- Work order:
Reproduce the lines below word for word, from the first one through the line that contains "positive clicks: (416, 22)", with both ends included. Leave the pictures out of your answer.

── Dataset content

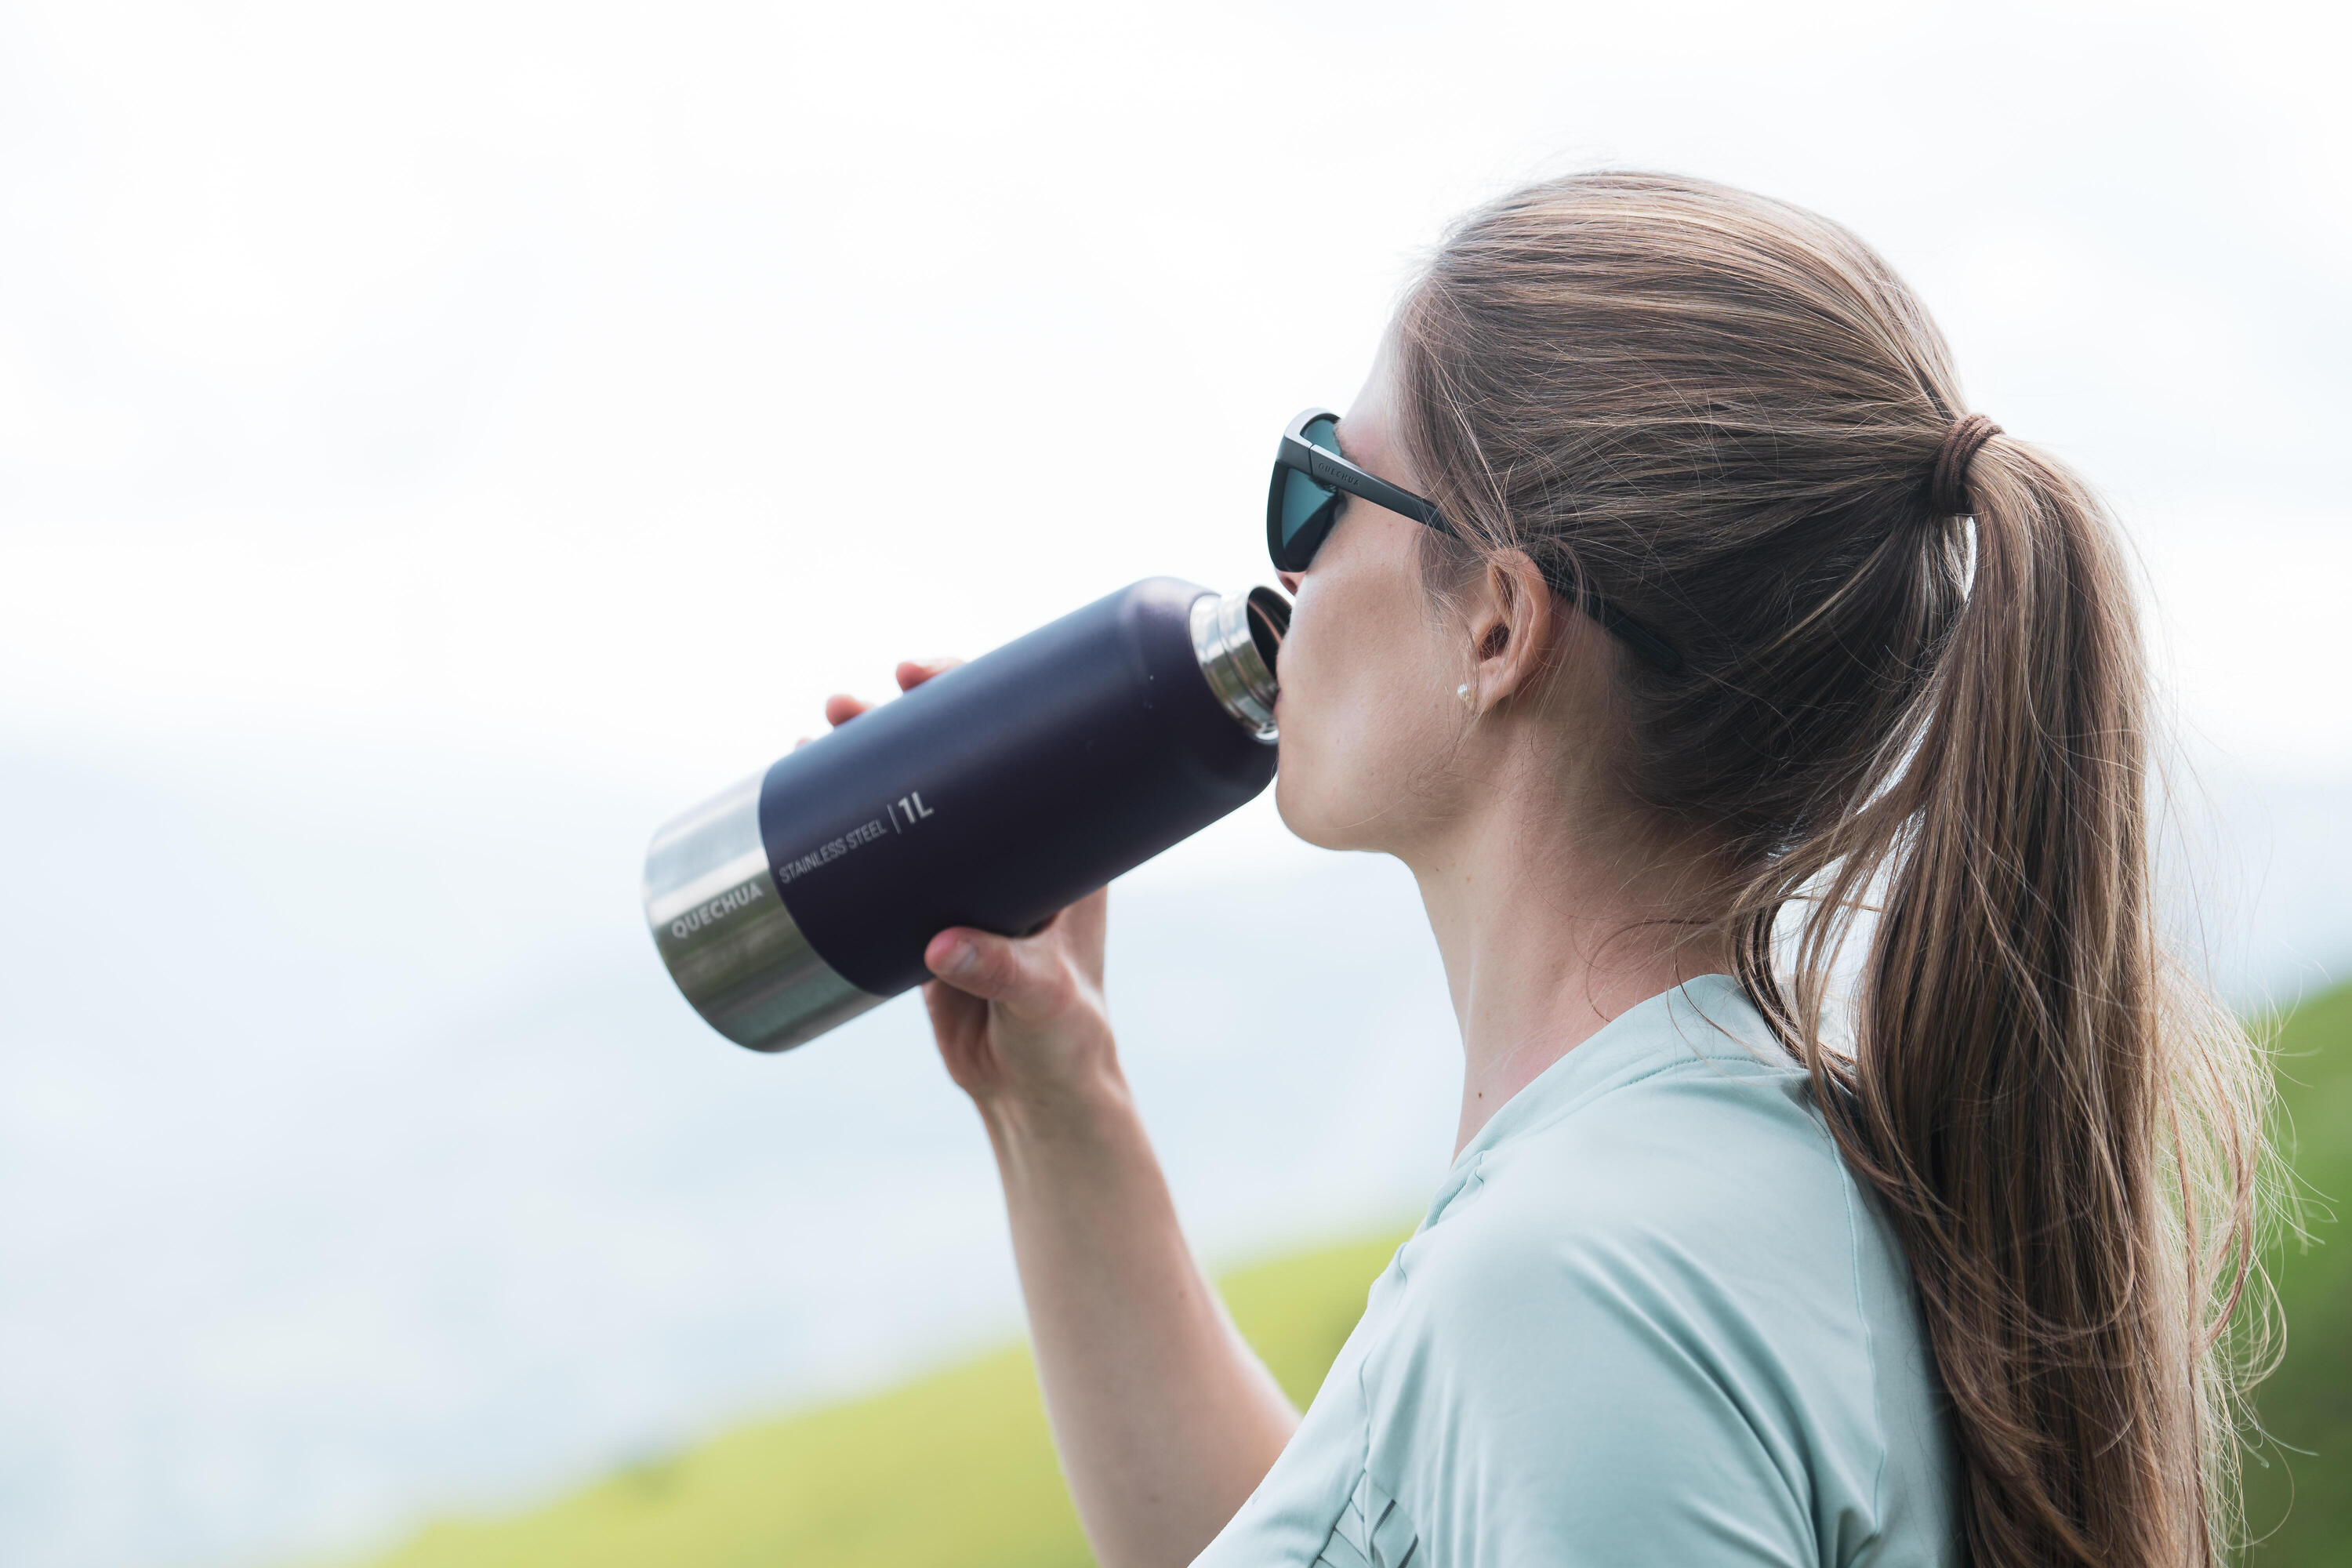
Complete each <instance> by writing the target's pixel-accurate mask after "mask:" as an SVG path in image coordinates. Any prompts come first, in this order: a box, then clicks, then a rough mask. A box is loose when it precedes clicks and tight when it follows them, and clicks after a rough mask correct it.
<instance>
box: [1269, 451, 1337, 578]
mask: <svg viewBox="0 0 2352 1568" xmlns="http://www.w3.org/2000/svg"><path fill="white" fill-rule="evenodd" d="M1336 505H1338V491H1331V489H1324V487H1322V484H1317V482H1315V480H1310V477H1305V475H1303V473H1298V470H1296V468H1289V470H1284V475H1282V555H1284V564H1291V567H1294V569H1303V567H1305V562H1303V559H1296V557H1298V552H1301V550H1308V552H1312V550H1315V545H1317V543H1322V527H1324V522H1327V515H1329V512H1331V510H1334V508H1336Z"/></svg>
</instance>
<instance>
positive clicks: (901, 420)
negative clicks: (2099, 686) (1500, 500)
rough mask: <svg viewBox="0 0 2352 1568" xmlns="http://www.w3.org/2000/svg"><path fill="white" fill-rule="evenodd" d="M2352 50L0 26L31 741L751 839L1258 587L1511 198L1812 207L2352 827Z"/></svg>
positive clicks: (416, 22)
mask: <svg viewBox="0 0 2352 1568" xmlns="http://www.w3.org/2000/svg"><path fill="white" fill-rule="evenodd" d="M2343 45H2345V21H2343V12H2340V9H2333V7H2317V5H2314V7H2244V5H2232V7H2183V5H2129V7H2063V5H2060V7H2051V5H2030V7H2004V5H1950V7H1889V5H1849V7H1839V5H1769V7H1759V5H1719V7H1576V5H1557V2H1550V5H1529V7H1505V5H1456V7H1444V9H1442V12H1435V9H1428V7H1399V5H1364V7H1338V9H1334V7H1303V5H1242V7H1232V5H1188V7H1157V9H1145V7H1094V5H1073V7H1058V9H1056V7H1018V9H1014V7H920V5H913V7H809V5H767V7H757V5H661V7H652V5H640V7H614V5H602V7H593V5H564V7H532V5H480V2H466V5H402V7H320V5H207V7H162V5H120V2H115V0H75V2H73V5H47V7H21V5H16V7H7V9H0V223H5V230H0V508H5V510H0V715H7V717H9V719H14V722H19V724H24V726H33V729H35V731H40V733H49V731H73V733H87V731H113V733H151V736H158V741H162V738H165V736H181V738H193V736H219V733H221V731H223V726H226V729H230V731H247V729H261V731H268V729H294V731H310V729H313V726H329V729H341V726H360V729H367V731H372V733H400V736H407V738H414V741H416V743H426V745H461V748H466V750H489V752H517V755H529V757H541V759H560V762H562V764H567V766H588V769H597V771H623V773H633V776H642V778H647V780H656V783H663V785H668V783H673V780H675V785H680V788H684V790H687V792H699V790H701V788H703V785H706V783H708V780H713V778H727V776H731V773H734V771H741V769H746V766H753V764H755V762H757V759H762V757H764V755H767V752H769V750H771V748H774V745H776V743H779V738H790V733H793V731H795V726H802V724H804V722H807V715H809V710H811V703H814V701H816V698H818V696H821V693H823V691H826V689H833V686H837V684H842V682H849V679H856V682H863V684H868V686H873V684H877V679H880V675H882V670H887V665H889V661H891V658H896V656H901V654H906V651H910V649H967V651H969V649H981V646H988V644H993V642H1000V639H1004V637H1007V635H1011V632H1016V630H1023V628H1025V625H1030V623H1035V621H1040V618H1044V616H1049V614H1056V611H1061V609H1065V607H1070V604H1075V602H1080V599H1084V597H1091V595H1094V592H1098V590H1105V588H1112V585H1117V583H1122V581H1127V578H1134V576H1141V574H1148V571H1176V574H1188V576H1195V578H1202V581H1209V583H1237V581H1244V578H1254V576H1263V571H1265V567H1263V559H1261V552H1258V545H1256V522H1254V517H1256V508H1258V494H1261V484H1263V482H1261V470H1263V463H1265V456H1268V449H1270V444H1272V442H1270V435H1268V433H1270V430H1275V425H1277V421H1279V418H1284V416H1287V414H1289V411H1291V409H1296V407H1298V404H1303V402H1310V400H1327V402H1336V400H1345V397H1348V393H1350V390H1352V386H1355V381H1357V378H1359V374H1362V367H1364V362H1367V355H1369V348H1371V341H1374V336H1376V331H1378V327H1381V322H1383V315H1385V308H1388V303H1390V299H1392V294H1395V289H1397V284H1399V280H1402V277H1404V270H1406V266H1409V261H1411V256H1414V254H1416V249H1418V247H1423V244H1428V242H1430V240H1432V237H1435V233H1437V228H1439V226H1442V221H1444V219H1446V216H1449V214H1454V212H1458V209H1461V207H1465V205H1468V202H1472V200H1477V197H1479V195H1486V193H1494V190H1498V188H1503V186H1508V183H1512V181H1517V179H1522V176H1529V174H1538V172H1545V169H1557V167H1569V165H1581V162H1632V165H1665V167H1677V169H1693V172H1703V174H1712V176H1722V179H1733V181H1745V183H1752V186H1759V188H1764V190H1771V193H1778V195H1788V197H1795V200H1802V202H1811V205H1816V207H1820V209H1823V212H1830V214H1835V216H1839V219H1844V221H1849V223H1853V226H1856V228H1858V230H1860V233H1863V235H1865V237H1870V240H1875V242H1877V244H1879V247H1884V249H1886V252H1889V254H1891V256H1893V261H1896V263H1898V266H1900V268H1903V270H1905V273H1907V275H1910V277H1912V280H1915V282H1917V284H1919V287H1922V289H1924V294H1926V299H1929V301H1931V306H1933V308H1936V310H1938V315H1940V320H1943V322H1945V327H1947V331H1950V334H1952V339H1955V341H1957V348H1959V360H1962V367H1964V374H1966V376H1969V386H1971V388H1973V395H1976V400H1978V404H1980V407H1983V409H1985V411H1990V414H1992V416H1994V418H1999V421H2002V423H2004V425H2006V428H2011V430H2016V433H2020V435H2027V437H2032V440H2044V442H2049V444H2053V447H2058V449H2060V451H2065V454H2067V456H2070V458H2074V461H2079V463H2082V465H2084V468H2086V470H2089V473H2091V475H2093V477H2096V480H2098V482H2103V484H2105V487H2107V489H2110V494H2112V496H2114V498H2117V503H2119V505H2122V508H2124V512H2126V517H2131V522H2133V527H2136V531H2138V534H2140V536H2143V541H2145V545H2147V550H2150V555H2152V559H2154V564H2157V569H2159V588H2161V590H2164V599H2166V611H2169V614H2171V616H2173V625H2176V632H2178V656H2180V661H2183V684H2185V691H2187V696H2190V703H2192V712H2194V719H2197V722H2201V726H2206V729H2209V731H2211V733H2213V736H2216V741H2220V743H2223V748H2225V750H2230V752H2237V755H2244V757H2249V759H2256V757H2258V759H2263V762H2265V764H2277V766H2291V769H2303V771H2310V769H2321V771H2336V769H2345V766H2352V705H2347V703H2343V701H2340V677H2343V672H2345V663H2347V661H2345V658H2343V656H2340V654H2338V646H2336V639H2333V632H2331V621H2333V611H2336V604H2338V583H2343V581H2345V567H2347V564H2352V555H2347V543H2345V529H2343V527H2340V524H2343V510H2345V508H2343V501H2340V496H2343V468H2340V456H2343V430H2347V428H2352V421H2347V402H2352V397H2347V390H2345V381H2343V376H2340V364H2343V360H2345V353H2347V350H2352V313H2347V303H2345V301H2347V294H2352V292H2347V287H2345V284H2347V270H2352V263H2347V256H2352V244H2347V240H2352V230H2347V223H2352V219H2347V212H2352V207H2347V200H2345V195H2347V190H2345V183H2347V179H2352V174H2347V169H2352V158H2347V153H2352V146H2347V115H2345V113H2343V108H2340V103H2343V94H2340V92H2338V87H2340V82H2336V80H2333V75H2331V73H2333V61H2340V59H2343Z"/></svg>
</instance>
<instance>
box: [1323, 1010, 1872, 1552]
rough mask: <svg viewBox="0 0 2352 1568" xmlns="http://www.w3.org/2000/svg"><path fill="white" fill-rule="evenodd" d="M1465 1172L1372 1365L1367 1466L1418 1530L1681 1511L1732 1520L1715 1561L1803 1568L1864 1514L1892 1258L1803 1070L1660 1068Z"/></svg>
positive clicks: (1576, 1110) (1439, 1209) (1609, 1530)
mask: <svg viewBox="0 0 2352 1568" xmlns="http://www.w3.org/2000/svg"><path fill="white" fill-rule="evenodd" d="M1456 1175H1458V1178H1461V1190H1458V1192H1454V1194H1451V1197H1449V1199H1446V1201H1442V1206H1439V1208H1437V1211H1435V1213H1432V1222H1430V1225H1425V1229H1423V1232H1421V1234H1416V1237H1414V1239H1411V1241H1409V1244H1406V1246H1404V1251H1402V1253H1399V1258H1397V1267H1399V1272H1402V1276H1404V1288H1402V1291H1399V1302H1397V1321H1395V1333H1392V1335H1388V1340H1385V1345H1383V1347H1381V1349H1378V1354H1376V1359H1374V1361H1371V1363H1369V1366H1367V1394H1369V1396H1371V1403H1374V1450H1376V1455H1385V1458H1383V1460H1381V1465H1383V1467H1385V1474H1383V1469H1381V1467H1376V1472H1374V1474H1376V1479H1383V1481H1390V1479H1392V1481H1395V1486H1399V1488H1402V1490H1399V1497H1404V1500H1409V1502H1416V1505H1418V1509H1416V1512H1421V1514H1423V1521H1425V1523H1428V1521H1430V1519H1444V1521H1449V1523H1446V1526H1444V1528H1449V1530H1475V1528H1484V1526H1475V1523H1472V1521H1477V1519H1486V1521H1505V1519H1508V1521H1515V1523H1510V1526H1508V1528H1512V1530H1517V1528H1536V1526H1543V1528H1559V1530H1571V1533H1588V1535H1590V1533H1599V1537H1609V1533H1611V1530H1621V1528H1625V1521H1642V1519H1649V1521H1668V1519H1672V1521H1682V1528H1686V1530H1691V1533H1696V1535H1684V1537H1679V1544H1682V1547H1691V1544H1693V1540H1698V1537H1700V1535H1708V1533H1710V1530H1719V1528H1729V1526H1726V1523H1724V1521H1733V1519H1736V1521H1745V1523H1740V1526H1738V1530H1743V1533H1745V1535H1743V1537H1745V1540H1748V1547H1745V1549H1743V1552H1740V1554H1733V1559H1729V1561H1818V1556H1816V1549H1818V1547H1820V1542H1823V1540H1835V1537H1849V1540H1851V1533H1853V1530H1856V1528H1860V1530H1865V1533H1867V1530H1870V1528H1875V1519H1877V1512H1879V1509H1877V1497H1875V1493H1877V1483H1879V1474H1882V1458H1884V1443H1882V1432H1879V1415H1877V1403H1879V1401H1877V1389H1875V1380H1877V1371H1875V1349H1877V1352H1884V1349H1886V1347H1884V1345H1879V1347H1872V1324H1870V1321H1867V1309H1865V1295H1867V1293H1865V1284H1863V1281H1865V1276H1872V1274H1886V1269H1889V1267H1896V1269H1900V1260H1898V1258H1896V1260H1889V1258H1882V1255H1877V1253H1884V1248H1886V1239H1884V1234H1882V1229H1877V1227H1875V1225H1870V1220H1867V1213H1865V1199H1863V1197H1860V1192H1858V1187H1856V1185H1853V1178H1851V1175H1849V1171H1846V1166H1844V1161H1842V1159H1839V1154H1837V1150H1835V1145H1832V1140H1830V1138H1828V1131H1825V1128H1823V1126H1820V1121H1818V1119H1816V1117H1813V1114H1811V1098H1809V1084H1806V1074H1804V1072H1802V1070H1797V1067H1795V1065H1790V1063H1785V1060H1778V1063H1776V1060H1771V1058H1766V1056H1748V1053H1740V1051H1731V1053H1724V1056H1717V1053H1708V1056H1691V1058H1675V1060H1665V1063H1661V1065H1656V1067H1653V1070H1644V1072H1639V1074H1635V1077H1625V1079H1623V1081H1618V1084H1613V1086H1611V1088H1609V1091H1606V1093H1602V1095H1592V1098H1588V1100H1583V1103H1581V1105H1576V1107H1573V1110H1569V1112H1566V1114H1559V1117H1555V1119H1548V1121H1541V1124H1534V1126H1526V1128H1522V1131H1519V1133H1517V1135H1512V1138H1510V1140H1508V1143H1501V1145H1496V1147H1491V1150H1486V1152H1482V1154H1479V1157H1477V1159H1475V1161H1472V1164H1470V1168H1468V1171H1458V1173H1456ZM1432 1443H1442V1450H1444V1453H1446V1455H1449V1458H1446V1462H1442V1465H1437V1467H1430V1465H1428V1453H1430V1446H1432ZM1668 1458H1672V1462H1668ZM1465 1488H1468V1490H1465ZM1482 1488H1501V1490H1503V1493H1510V1495H1503V1497H1496V1495H1484V1493H1482ZM1472 1493H1479V1495H1472ZM1432 1509H1435V1514H1432ZM1545 1521H1548V1523H1545ZM1498 1528H1501V1526H1498ZM1454 1544H1456V1547H1458V1549H1461V1552H1458V1554H1456V1559H1454V1561H1505V1559H1496V1556H1491V1554H1486V1552H1484V1549H1482V1547H1479V1542H1472V1540H1468V1537H1465V1540H1461V1542H1454ZM1484 1544H1489V1547H1491V1544H1496V1542H1484ZM1538 1544H1543V1542H1534V1540H1524V1542H1517V1547H1526V1549H1534V1547H1538ZM1545 1549H1550V1547H1545ZM1628 1549H1630V1547H1628ZM1832 1556H1835V1554H1832ZM1432 1561H1446V1559H1444V1556H1439V1559H1432ZM1562 1561H1569V1559H1562ZM1623 1561H1646V1556H1642V1554H1632V1556H1625V1559H1623ZM1705 1561H1715V1559H1712V1556H1708V1559H1705Z"/></svg>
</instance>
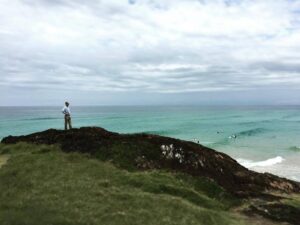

────

- Solution for this task:
Complete each <instance> by writing the target's pixel-accurate mask after "mask:" as an SVG path in image coordinates. Any prompts come first, in this order: a box, then clicks, then a rough mask. A box is loose when it precedes clicks and tight when it follows them, and clicks after a rough mask correct it.
<instance>
box: [1269, 451, 1337, 578]
mask: <svg viewBox="0 0 2352 1568" xmlns="http://www.w3.org/2000/svg"><path fill="white" fill-rule="evenodd" d="M1336 505H1338V491H1331V489H1324V487H1322V484H1317V482H1315V480H1310V477H1305V475H1303V473H1298V470H1296V468H1289V470H1284V475H1282V555H1284V564H1291V567H1294V569H1303V567H1305V562H1303V559H1296V557H1298V552H1301V550H1308V552H1312V550H1315V545H1317V543H1322V527H1324V522H1327V515H1329V512H1331V510H1334V508H1336Z"/></svg>
</instance>
<instance>
positive clicks: (901, 420)
negative clicks: (2099, 686) (1500, 500)
rough mask: <svg viewBox="0 0 2352 1568" xmlns="http://www.w3.org/2000/svg"><path fill="white" fill-rule="evenodd" d="M2352 50L0 26L31 741L751 839L1258 587L1511 198L1812 207L2352 827Z"/></svg>
positive clicks: (416, 22)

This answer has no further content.